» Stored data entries
* * * * * * * * *

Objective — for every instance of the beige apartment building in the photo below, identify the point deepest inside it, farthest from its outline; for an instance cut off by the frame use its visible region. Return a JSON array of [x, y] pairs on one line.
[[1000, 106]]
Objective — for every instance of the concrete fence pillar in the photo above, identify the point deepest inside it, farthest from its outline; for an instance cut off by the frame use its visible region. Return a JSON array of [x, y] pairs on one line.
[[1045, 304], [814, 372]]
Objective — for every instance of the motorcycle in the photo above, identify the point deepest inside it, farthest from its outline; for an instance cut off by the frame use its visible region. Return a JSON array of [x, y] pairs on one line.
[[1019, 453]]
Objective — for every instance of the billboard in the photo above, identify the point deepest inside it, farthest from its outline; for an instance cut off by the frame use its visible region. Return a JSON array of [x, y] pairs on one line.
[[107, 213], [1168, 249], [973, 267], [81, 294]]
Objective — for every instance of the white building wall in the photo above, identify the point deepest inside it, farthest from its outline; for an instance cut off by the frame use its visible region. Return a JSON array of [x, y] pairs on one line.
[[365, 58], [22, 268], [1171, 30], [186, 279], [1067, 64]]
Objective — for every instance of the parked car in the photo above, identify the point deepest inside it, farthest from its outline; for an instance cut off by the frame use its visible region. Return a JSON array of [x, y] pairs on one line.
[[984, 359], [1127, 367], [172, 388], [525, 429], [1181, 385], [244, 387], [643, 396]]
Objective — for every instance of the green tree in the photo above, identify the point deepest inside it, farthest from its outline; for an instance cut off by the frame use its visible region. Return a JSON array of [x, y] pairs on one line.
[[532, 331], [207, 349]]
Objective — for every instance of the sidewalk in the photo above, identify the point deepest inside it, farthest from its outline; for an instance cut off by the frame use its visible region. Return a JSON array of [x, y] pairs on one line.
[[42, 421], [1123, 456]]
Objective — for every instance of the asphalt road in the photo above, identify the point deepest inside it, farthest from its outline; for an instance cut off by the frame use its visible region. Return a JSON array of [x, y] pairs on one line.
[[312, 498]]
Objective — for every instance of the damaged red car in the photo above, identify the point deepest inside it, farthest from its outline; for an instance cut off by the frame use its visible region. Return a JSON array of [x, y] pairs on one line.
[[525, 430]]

* * * * * * * * *

» What you need to do
Your answer must be the line with "Objective — for every instance of the damaged" and all lines after it through the final line of the entries, copied exactly and with nothing added.

» Answer to the problem
Objective — for every instance of the damaged red car in the photo above, identify the point deepest inside it, farthest from its outline; for an instance cut off by the frame use its visible region. Return a JSON array of [x, y] pairs on one line.
[[525, 430]]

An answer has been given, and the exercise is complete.